• What is needed: Format every line of the items below as a numbered list, skipping any blank lines. Leave the pictures out of your answer.

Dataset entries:
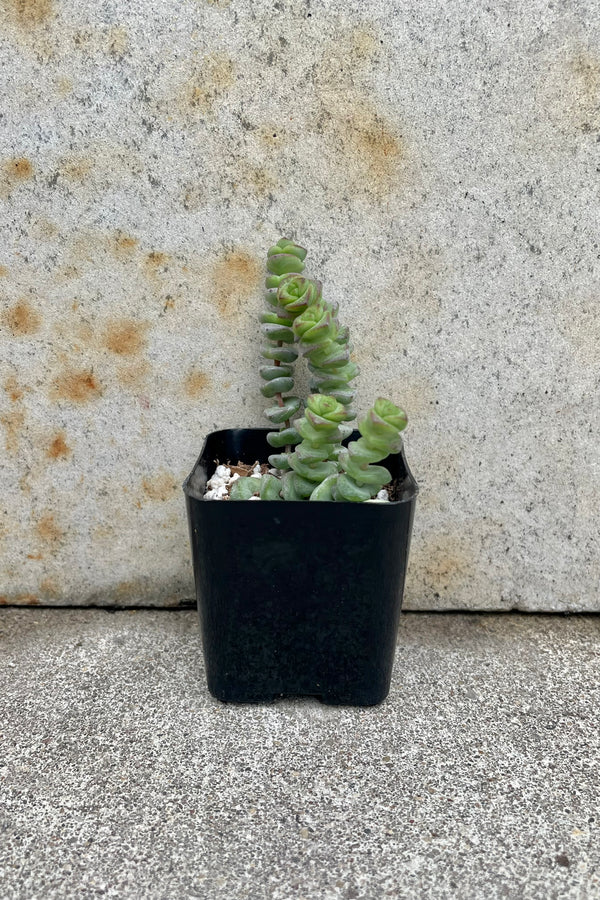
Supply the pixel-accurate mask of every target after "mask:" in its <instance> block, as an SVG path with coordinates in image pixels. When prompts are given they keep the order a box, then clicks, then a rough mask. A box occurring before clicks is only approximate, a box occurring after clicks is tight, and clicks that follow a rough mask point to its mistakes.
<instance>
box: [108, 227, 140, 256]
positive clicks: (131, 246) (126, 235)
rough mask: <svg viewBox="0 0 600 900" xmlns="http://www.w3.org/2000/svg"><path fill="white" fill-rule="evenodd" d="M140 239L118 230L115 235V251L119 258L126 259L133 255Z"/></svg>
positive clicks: (116, 254) (116, 255) (114, 241)
mask: <svg viewBox="0 0 600 900" xmlns="http://www.w3.org/2000/svg"><path fill="white" fill-rule="evenodd" d="M138 244H139V241H138V239H137V238H134V237H131V235H129V234H125V233H124V232H123V231H117V232H116V234H115V236H114V245H113V252H114V255H115V256H116V257H117V259H126V258H128V257H130V256H131V254H132V253H133V251H134V250H135V248H136V247H137V245H138Z"/></svg>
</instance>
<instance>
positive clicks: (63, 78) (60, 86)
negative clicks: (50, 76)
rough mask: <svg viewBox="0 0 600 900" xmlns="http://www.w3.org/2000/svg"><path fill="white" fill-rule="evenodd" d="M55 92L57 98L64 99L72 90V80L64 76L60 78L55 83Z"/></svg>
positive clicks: (61, 76)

• Response to the task:
1. Supply the pixel-accurate mask of every target after "mask:" in its <instance> block, as an SVG path with coordinates in image pixels. When prompts are given they keep the order a box, then clicks, then a rough mask. A box occurring before clicks is only approximate, a box occurring after clicks is tight, and clicks that follow a rough mask point to its mistakes.
2. <instance>
3. box: [108, 227, 140, 256]
4. positive clicks: (131, 246) (126, 235)
5. rough mask: <svg viewBox="0 0 600 900" xmlns="http://www.w3.org/2000/svg"><path fill="white" fill-rule="evenodd" d="M140 239L118 230L115 235V251L119 258L126 259L133 255Z"/></svg>
6. positive clicks: (116, 254) (116, 255) (114, 241)
7. mask: <svg viewBox="0 0 600 900" xmlns="http://www.w3.org/2000/svg"><path fill="white" fill-rule="evenodd" d="M138 244H139V241H138V239H137V238H134V237H131V235H129V234H125V233H124V232H123V231H117V232H116V234H115V236H114V245H113V252H114V255H115V256H116V257H117V259H126V258H128V257H130V256H131V254H132V253H133V251H134V250H135V248H136V247H137V245H138Z"/></svg>
8. </instance>
9. <instance>
10. positive clicks: (63, 78) (60, 86)
11. negative clicks: (50, 76)
12. rough mask: <svg viewBox="0 0 600 900" xmlns="http://www.w3.org/2000/svg"><path fill="white" fill-rule="evenodd" d="M55 92L57 98L64 99L72 90V80L64 76L60 78L55 83Z"/></svg>
13. positive clicks: (61, 76)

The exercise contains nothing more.